▸ **Document excerpt**
******

The balloons themselves are around 15m in diameter and can carry up to a 10kg payload of antennas, navigation equipment, computers and batteries. They will sit at an altitude of 20km, placing them in the stratosphere well above any commercial traffic and below satellite range.

This altitude is part of how Google plans to steer the meandering travellers, relying on the generally singular-directional layers of wind that dominate the way-up there. By simply increasing and decreasing height, a balloon can ride the wind to its destination and even be directed to land in specific drop-off locations when it requires recycling or refitting. The batteries are solar-powered, adding to the overall green-theme of the project.

Tests of Project Loon are underway in New Zealand and will spread to Tasmania, Australia in mid-2014.

The aim is to produce a continuously moving ring of balloons around the globe, using the west-to-east winds in the stratosphere as a free conveyer belt.

Loon antics

In a video outlining the project, Rich Devaul, Chief Technical Architect for Project Loon, explained that the system will “communicate with specialised internet antennas on the ground. [An] antenna points up at the sky and talks to [a] balloon and each one of these balloons talks to their neighbouring balloons and then back down to the ground station which is connected to the local internet provider.”

Devaul also stated that the team has “designed our radios and antennas specifically to receive signals from Project Loon only… If we didn’t filter out the other signals the technology just wouldn’t work.”

Unlike Google’s blimp project in Africa, Loon looks to be a way to extend the range of pre-existing mobile broadband providers. This explains why the tests are starting in countries like NZ and Australia, rather than in more remote nations where internet access is even more limited or non-existent. Google is essentially building wireless broadband towers in the sky, rather than actually providing its own brand of wireless internet.

******

▸ **Records for the task**
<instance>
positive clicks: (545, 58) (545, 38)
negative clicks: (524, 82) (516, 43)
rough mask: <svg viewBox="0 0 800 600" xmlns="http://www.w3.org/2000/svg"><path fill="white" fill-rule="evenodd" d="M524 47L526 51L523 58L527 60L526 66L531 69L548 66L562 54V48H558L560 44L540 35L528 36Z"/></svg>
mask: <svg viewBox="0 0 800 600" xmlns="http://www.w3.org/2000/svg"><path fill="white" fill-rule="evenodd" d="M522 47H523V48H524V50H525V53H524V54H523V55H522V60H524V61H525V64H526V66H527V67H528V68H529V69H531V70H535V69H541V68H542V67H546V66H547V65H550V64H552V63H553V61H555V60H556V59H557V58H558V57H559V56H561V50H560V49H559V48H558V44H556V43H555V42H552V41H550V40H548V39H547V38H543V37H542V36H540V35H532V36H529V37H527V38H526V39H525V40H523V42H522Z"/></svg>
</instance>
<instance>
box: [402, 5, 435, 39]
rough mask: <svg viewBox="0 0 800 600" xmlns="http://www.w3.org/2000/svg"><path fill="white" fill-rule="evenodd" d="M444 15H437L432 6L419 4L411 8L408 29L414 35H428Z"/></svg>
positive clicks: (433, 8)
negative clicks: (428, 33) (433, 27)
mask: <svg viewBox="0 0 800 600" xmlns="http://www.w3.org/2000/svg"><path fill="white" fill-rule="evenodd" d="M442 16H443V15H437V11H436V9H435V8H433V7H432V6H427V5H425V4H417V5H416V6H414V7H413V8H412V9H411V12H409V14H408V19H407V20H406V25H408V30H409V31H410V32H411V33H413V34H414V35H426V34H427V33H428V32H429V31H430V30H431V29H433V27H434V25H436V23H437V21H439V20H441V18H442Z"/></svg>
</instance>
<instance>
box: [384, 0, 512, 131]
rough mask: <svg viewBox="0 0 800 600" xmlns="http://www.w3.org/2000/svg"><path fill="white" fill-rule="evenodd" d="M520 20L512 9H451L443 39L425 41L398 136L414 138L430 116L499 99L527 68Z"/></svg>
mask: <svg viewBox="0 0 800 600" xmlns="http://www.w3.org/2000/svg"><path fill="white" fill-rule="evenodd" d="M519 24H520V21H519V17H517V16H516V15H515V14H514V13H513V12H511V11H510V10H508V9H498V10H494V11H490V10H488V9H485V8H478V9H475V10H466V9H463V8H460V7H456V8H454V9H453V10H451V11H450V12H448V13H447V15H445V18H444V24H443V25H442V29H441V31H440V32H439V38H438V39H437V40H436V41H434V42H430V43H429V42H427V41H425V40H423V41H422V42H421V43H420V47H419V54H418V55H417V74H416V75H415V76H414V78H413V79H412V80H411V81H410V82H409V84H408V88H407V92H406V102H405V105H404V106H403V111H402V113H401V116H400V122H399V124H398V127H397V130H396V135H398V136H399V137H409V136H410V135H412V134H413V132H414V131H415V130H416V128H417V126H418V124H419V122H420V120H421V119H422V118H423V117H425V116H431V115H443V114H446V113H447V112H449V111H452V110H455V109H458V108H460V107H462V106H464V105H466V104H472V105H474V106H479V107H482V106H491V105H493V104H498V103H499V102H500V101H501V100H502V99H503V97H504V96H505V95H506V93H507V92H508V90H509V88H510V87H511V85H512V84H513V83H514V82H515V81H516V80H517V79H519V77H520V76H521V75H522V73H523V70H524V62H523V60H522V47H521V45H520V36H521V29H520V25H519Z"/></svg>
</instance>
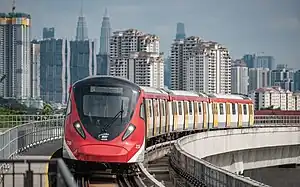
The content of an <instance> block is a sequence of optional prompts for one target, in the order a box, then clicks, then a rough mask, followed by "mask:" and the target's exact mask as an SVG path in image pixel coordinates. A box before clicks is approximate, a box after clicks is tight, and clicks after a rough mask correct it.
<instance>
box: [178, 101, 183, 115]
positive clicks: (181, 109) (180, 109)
mask: <svg viewBox="0 0 300 187" xmlns="http://www.w3.org/2000/svg"><path fill="white" fill-rule="evenodd" d="M178 114H179V115H182V104H181V101H178Z"/></svg>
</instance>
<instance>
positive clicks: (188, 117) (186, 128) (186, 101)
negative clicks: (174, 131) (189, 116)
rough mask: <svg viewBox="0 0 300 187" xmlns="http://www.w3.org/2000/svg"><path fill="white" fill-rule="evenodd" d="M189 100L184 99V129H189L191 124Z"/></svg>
mask: <svg viewBox="0 0 300 187" xmlns="http://www.w3.org/2000/svg"><path fill="white" fill-rule="evenodd" d="M188 104H189V103H188V102H187V101H184V102H183V108H184V125H183V130H185V129H188V126H189V107H188Z"/></svg>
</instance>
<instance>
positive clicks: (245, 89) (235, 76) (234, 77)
mask: <svg viewBox="0 0 300 187" xmlns="http://www.w3.org/2000/svg"><path fill="white" fill-rule="evenodd" d="M248 84H249V76H248V67H247V65H246V63H245V62H244V61H243V60H236V61H235V62H234V63H233V65H232V67H231V93H235V94H244V95H247V94H248Z"/></svg>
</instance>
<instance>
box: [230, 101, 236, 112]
mask: <svg viewBox="0 0 300 187" xmlns="http://www.w3.org/2000/svg"><path fill="white" fill-rule="evenodd" d="M231 110H232V115H236V104H235V103H231Z"/></svg>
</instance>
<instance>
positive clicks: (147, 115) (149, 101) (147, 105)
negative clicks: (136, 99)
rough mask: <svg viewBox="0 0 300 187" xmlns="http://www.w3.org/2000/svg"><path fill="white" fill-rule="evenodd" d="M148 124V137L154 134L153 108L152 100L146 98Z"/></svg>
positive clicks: (147, 134) (148, 137) (146, 118)
mask: <svg viewBox="0 0 300 187" xmlns="http://www.w3.org/2000/svg"><path fill="white" fill-rule="evenodd" d="M145 104H146V124H147V137H148V138H149V137H152V136H153V110H152V108H153V107H152V100H150V99H146V100H145Z"/></svg>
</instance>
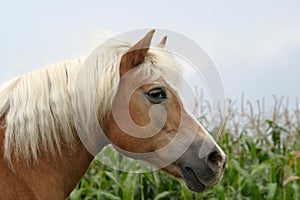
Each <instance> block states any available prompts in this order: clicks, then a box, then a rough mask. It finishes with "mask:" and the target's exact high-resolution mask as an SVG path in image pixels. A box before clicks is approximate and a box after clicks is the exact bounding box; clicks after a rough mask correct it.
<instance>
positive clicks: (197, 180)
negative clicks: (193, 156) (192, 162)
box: [181, 167, 207, 192]
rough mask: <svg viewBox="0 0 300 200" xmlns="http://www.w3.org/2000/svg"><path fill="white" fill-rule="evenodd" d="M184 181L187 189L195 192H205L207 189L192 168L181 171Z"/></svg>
mask: <svg viewBox="0 0 300 200" xmlns="http://www.w3.org/2000/svg"><path fill="white" fill-rule="evenodd" d="M181 173H182V175H183V176H182V179H183V180H184V182H185V184H186V185H187V187H188V188H189V189H190V190H192V191H194V192H203V191H204V190H206V189H207V187H206V186H205V185H204V184H203V183H202V182H201V181H200V180H199V178H198V177H197V175H196V174H195V172H194V171H193V170H192V169H191V168H190V167H185V168H184V169H182V170H181Z"/></svg>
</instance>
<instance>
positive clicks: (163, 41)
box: [156, 36, 167, 48]
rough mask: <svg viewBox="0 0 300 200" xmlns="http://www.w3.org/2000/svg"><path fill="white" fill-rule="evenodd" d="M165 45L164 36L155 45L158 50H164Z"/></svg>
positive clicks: (166, 39)
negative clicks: (156, 43) (157, 43)
mask: <svg viewBox="0 0 300 200" xmlns="http://www.w3.org/2000/svg"><path fill="white" fill-rule="evenodd" d="M166 43H167V36H164V37H163V38H162V39H161V41H160V42H159V43H158V44H157V45H156V47H158V48H165V46H166Z"/></svg>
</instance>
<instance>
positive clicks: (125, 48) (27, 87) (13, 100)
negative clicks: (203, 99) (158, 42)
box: [0, 41, 178, 162]
mask: <svg viewBox="0 0 300 200" xmlns="http://www.w3.org/2000/svg"><path fill="white" fill-rule="evenodd" d="M130 46H131V45H130V44H129V43H128V42H122V41H115V42H113V43H110V44H109V45H106V46H105V45H104V46H102V49H101V50H100V52H99V51H95V52H96V53H94V54H93V55H92V56H89V57H87V58H78V59H74V60H69V61H65V62H61V63H58V64H54V65H50V66H47V67H45V68H42V69H40V70H38V71H35V72H32V73H30V74H26V75H23V76H19V77H16V78H14V79H13V80H11V81H9V82H7V83H6V84H4V85H2V87H1V88H0V118H1V119H2V120H4V122H3V124H2V128H5V129H6V130H5V139H4V157H5V159H6V160H7V161H8V162H12V156H15V157H16V158H17V159H19V158H20V157H21V158H22V159H24V160H25V161H27V162H28V161H30V160H31V159H32V158H33V159H34V160H37V159H38V157H39V154H40V153H41V150H43V151H48V152H50V153H51V154H55V152H58V153H60V151H61V144H62V143H66V144H68V145H71V146H74V145H75V136H74V133H75V123H76V122H75V121H74V120H75V119H74V106H75V107H76V110H75V111H76V112H79V116H80V118H81V119H80V120H82V121H84V120H85V121H86V122H87V123H86V126H88V125H89V123H88V121H89V120H90V118H92V117H93V116H90V113H91V112H92V111H95V110H96V111H97V115H98V116H97V117H98V120H99V122H100V124H101V123H103V122H104V121H105V120H106V117H107V113H108V112H109V111H110V110H111V106H112V100H113V97H114V95H115V93H116V89H117V86H118V84H119V81H120V71H119V65H120V59H121V56H122V55H123V54H124V53H125V52H126V51H127V50H128V49H129V48H130ZM145 60H146V61H147V60H148V61H150V62H151V63H159V64H160V65H161V67H170V68H174V69H176V68H177V69H178V67H177V66H176V64H175V62H174V61H172V59H170V57H169V56H165V55H163V53H162V51H156V50H155V48H154V49H151V50H150V51H149V56H147V59H145ZM174 69H173V70H174ZM81 77H84V79H82V80H83V81H80V78H81ZM78 86H79V87H78ZM88 89H91V90H90V91H87V90H88ZM93 89H95V90H93ZM82 92H84V94H83V93H82ZM79 98H81V99H83V101H82V100H80V101H79V100H78V99H79ZM91 101H93V102H92V103H91V104H88V103H89V102H91ZM77 114H78V113H77ZM87 129H88V128H87Z"/></svg>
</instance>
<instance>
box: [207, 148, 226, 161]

******

▸ **Study questions**
**a)** Summarize the passage on Project Loon in two sentences.
**b)** Locate each line of the records that contains the word "negative" and copy those lines.
The passage on Project Loon and the records are unrelated material.

▸ **Answers for this exercise**
**a)** Project Loon's balloons, about 15m across and able to carry up to 10kg of equipment, will float at 20km in the stratosphere and be steered by rising or descending into wind layers that generally move in a single direction. The system passes signals between ground antennas and neighboring balloons to extend the range of existing mobile broadband providers rather than supply Google's own internet service.

**b)**
negative clicks: (524, 82) (516, 43)
negative clicks: (428, 33) (433, 27)
negative clicks: (174, 131) (189, 116)
negative clicks: (136, 99)
negative clicks: (193, 156) (192, 162)
negative clicks: (156, 43) (157, 43)
negative clicks: (203, 99) (158, 42)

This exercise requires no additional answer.